_What is needed_. Do not include the pictures; repeat the rest of the data exactly.
** Start Records supplied **
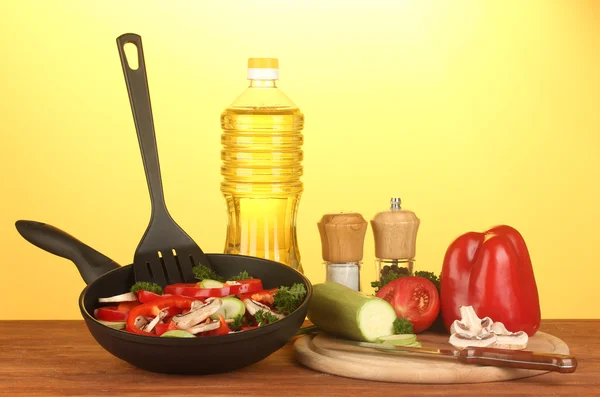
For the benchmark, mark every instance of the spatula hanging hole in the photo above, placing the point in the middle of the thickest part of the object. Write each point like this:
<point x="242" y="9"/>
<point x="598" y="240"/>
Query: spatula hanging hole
<point x="179" y="266"/>
<point x="164" y="267"/>
<point x="149" y="270"/>
<point x="131" y="54"/>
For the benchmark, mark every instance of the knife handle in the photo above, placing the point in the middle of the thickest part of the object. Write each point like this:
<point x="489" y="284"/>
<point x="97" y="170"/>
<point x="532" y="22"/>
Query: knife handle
<point x="518" y="359"/>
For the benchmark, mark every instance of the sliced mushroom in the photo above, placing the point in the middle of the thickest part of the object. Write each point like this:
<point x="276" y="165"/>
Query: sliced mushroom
<point x="205" y="327"/>
<point x="460" y="341"/>
<point x="150" y="326"/>
<point x="515" y="341"/>
<point x="253" y="306"/>
<point x="196" y="316"/>
<point x="470" y="324"/>
<point x="127" y="297"/>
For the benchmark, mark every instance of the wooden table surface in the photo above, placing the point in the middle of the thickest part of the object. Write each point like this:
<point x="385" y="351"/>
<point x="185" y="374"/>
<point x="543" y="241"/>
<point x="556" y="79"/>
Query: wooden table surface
<point x="64" y="360"/>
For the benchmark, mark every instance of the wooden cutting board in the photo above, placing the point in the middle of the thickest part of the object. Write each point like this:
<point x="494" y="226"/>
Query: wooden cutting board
<point x="317" y="352"/>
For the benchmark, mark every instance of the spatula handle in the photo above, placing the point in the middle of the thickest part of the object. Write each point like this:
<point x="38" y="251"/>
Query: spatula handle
<point x="141" y="107"/>
<point x="518" y="359"/>
<point x="90" y="263"/>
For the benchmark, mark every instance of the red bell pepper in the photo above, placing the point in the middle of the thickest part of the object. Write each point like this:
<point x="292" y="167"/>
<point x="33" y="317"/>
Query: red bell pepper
<point x="153" y="308"/>
<point x="492" y="272"/>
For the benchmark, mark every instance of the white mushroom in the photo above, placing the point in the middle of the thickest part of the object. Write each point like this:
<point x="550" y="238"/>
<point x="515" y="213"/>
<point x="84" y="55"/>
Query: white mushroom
<point x="253" y="306"/>
<point x="460" y="341"/>
<point x="127" y="297"/>
<point x="509" y="340"/>
<point x="196" y="316"/>
<point x="150" y="326"/>
<point x="204" y="327"/>
<point x="470" y="324"/>
<point x="470" y="330"/>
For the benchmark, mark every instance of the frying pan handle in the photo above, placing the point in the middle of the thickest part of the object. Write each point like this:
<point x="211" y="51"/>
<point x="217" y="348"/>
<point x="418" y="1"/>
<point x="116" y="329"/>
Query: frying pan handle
<point x="141" y="107"/>
<point x="90" y="263"/>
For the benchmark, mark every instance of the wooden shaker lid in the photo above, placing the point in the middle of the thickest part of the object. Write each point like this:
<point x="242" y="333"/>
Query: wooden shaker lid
<point x="395" y="232"/>
<point x="342" y="237"/>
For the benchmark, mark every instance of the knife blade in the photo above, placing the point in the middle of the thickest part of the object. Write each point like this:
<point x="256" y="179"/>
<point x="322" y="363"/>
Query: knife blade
<point x="523" y="359"/>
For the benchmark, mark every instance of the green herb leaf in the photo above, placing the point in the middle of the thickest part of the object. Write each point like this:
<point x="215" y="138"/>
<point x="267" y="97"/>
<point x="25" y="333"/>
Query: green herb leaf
<point x="263" y="318"/>
<point x="288" y="299"/>
<point x="202" y="272"/>
<point x="242" y="276"/>
<point x="431" y="277"/>
<point x="146" y="286"/>
<point x="403" y="326"/>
** End Records supplied **
_The output_.
For the benchmark, mark every instance of the spatula hanging hole in the photo above, placing the point in the middle of the thickest part of the object. Write each point like this:
<point x="242" y="9"/>
<point x="598" y="240"/>
Query: spatula hanging hole
<point x="179" y="266"/>
<point x="164" y="267"/>
<point x="149" y="270"/>
<point x="131" y="54"/>
For the benchmark, mark every instance of the knife handle in the photo above, placing the point in the middle of the thickest part of the object. Write each point like this:
<point x="489" y="284"/>
<point x="97" y="170"/>
<point x="532" y="22"/>
Query: knife handle
<point x="518" y="359"/>
For the benchmark, mark every instance of the sliced mushroom in the photo above, placing the point in the middle of the thickest part of the object. Write each point like this:
<point x="276" y="165"/>
Query: sliced mushroom
<point x="205" y="327"/>
<point x="460" y="341"/>
<point x="150" y="326"/>
<point x="515" y="341"/>
<point x="253" y="306"/>
<point x="196" y="316"/>
<point x="470" y="324"/>
<point x="127" y="297"/>
For the benchmark, mark every instance of the wooden table surface in the photo above, placing the point in the middle of the thickest part of the object. Write each point like this:
<point x="385" y="351"/>
<point x="185" y="374"/>
<point x="543" y="241"/>
<point x="556" y="79"/>
Query: wooden table surface
<point x="64" y="360"/>
For the benchmark, mark every instance of the wooden cutting board in the photo above, placing the point in the middle of the thickest part of the object. Write each point like this:
<point x="494" y="226"/>
Query: wooden cutting board
<point x="317" y="352"/>
For the benchmark, mark every instance of the spatula handle in the photo above, placing the point in the middle of the thickest part of the object. Write each point like this:
<point x="38" y="251"/>
Query: spatula handle
<point x="141" y="107"/>
<point x="518" y="359"/>
<point x="90" y="263"/>
For the benchmark, mark every instance of the red bell pepper in the photo above, placing the point in the middle of the thickest part of the object. Write each point like this:
<point x="292" y="167"/>
<point x="33" y="317"/>
Query: red bell pepper
<point x="153" y="308"/>
<point x="492" y="272"/>
For the benchmark, mark every instance of the white mushroom in the photo above, placing the point in the middle of the thickest part of the object. Write each point like this:
<point x="550" y="238"/>
<point x="515" y="213"/>
<point x="84" y="55"/>
Query: white mushroom
<point x="253" y="306"/>
<point x="460" y="341"/>
<point x="127" y="297"/>
<point x="509" y="340"/>
<point x="196" y="316"/>
<point x="150" y="326"/>
<point x="204" y="327"/>
<point x="470" y="324"/>
<point x="470" y="330"/>
For the benchmark, mark every instance of the frying pan handle in the photo above, placing the point in the middle of the thickest part of the object. Write each point like this:
<point x="211" y="51"/>
<point x="217" y="348"/>
<point x="418" y="1"/>
<point x="116" y="329"/>
Query: frying pan handle
<point x="141" y="107"/>
<point x="90" y="263"/>
For the benchmark, mark every instance of the wooden shaker lid in the photo above, placing the point in the middle of the thickest part of the object. Write each point like this:
<point x="242" y="333"/>
Query: wooden shaker lid
<point x="395" y="232"/>
<point x="342" y="237"/>
For the benchmark, mark every instance of the knife blade in the photo above, placing the point in the middle of the thickest part of the object. Write each point like this:
<point x="256" y="179"/>
<point x="322" y="363"/>
Query: knife blade
<point x="523" y="359"/>
For the benchmark, mark every instance of the green herb leaf in the photo above, placing the point in the middle of the thickest part of the object. Write each point like this:
<point x="215" y="138"/>
<point x="267" y="97"/>
<point x="25" y="333"/>
Query: green herb leaf
<point x="263" y="318"/>
<point x="288" y="299"/>
<point x="202" y="272"/>
<point x="242" y="276"/>
<point x="431" y="277"/>
<point x="146" y="286"/>
<point x="403" y="326"/>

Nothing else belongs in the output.